• [Task objective] Repeat the listing exactly. Pictures stay out of your copy.

• [Listed records]
——

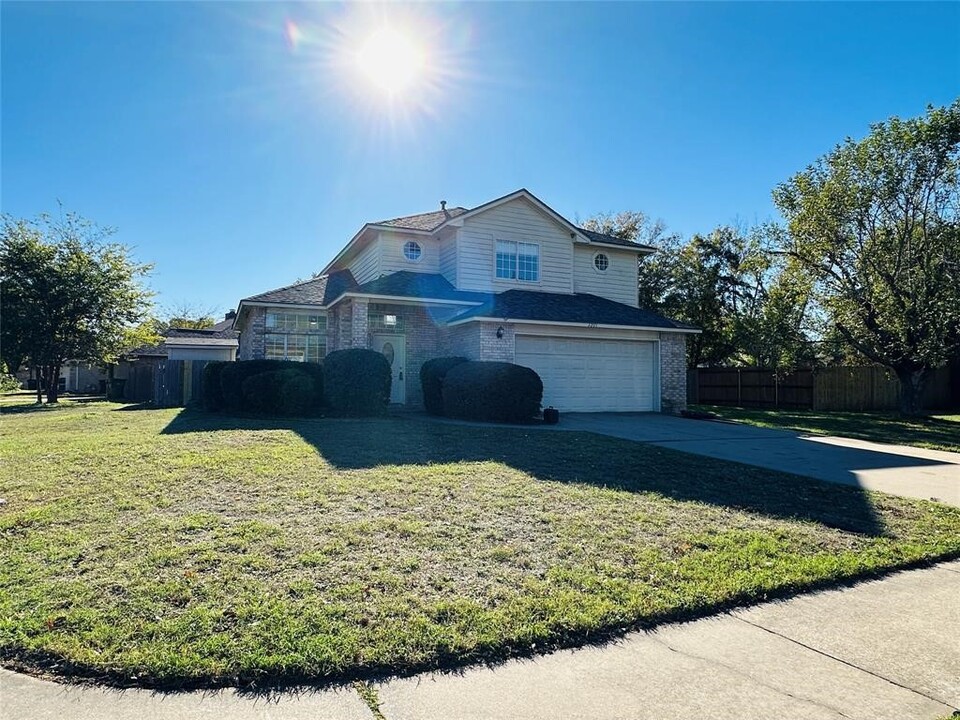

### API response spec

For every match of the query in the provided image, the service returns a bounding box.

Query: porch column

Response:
[351,298,370,349]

——

• [Answer section]
### API response spec

For every match of the query in the provided image, the service returns a bounding box.

Query: porch column

Response:
[351,298,370,349]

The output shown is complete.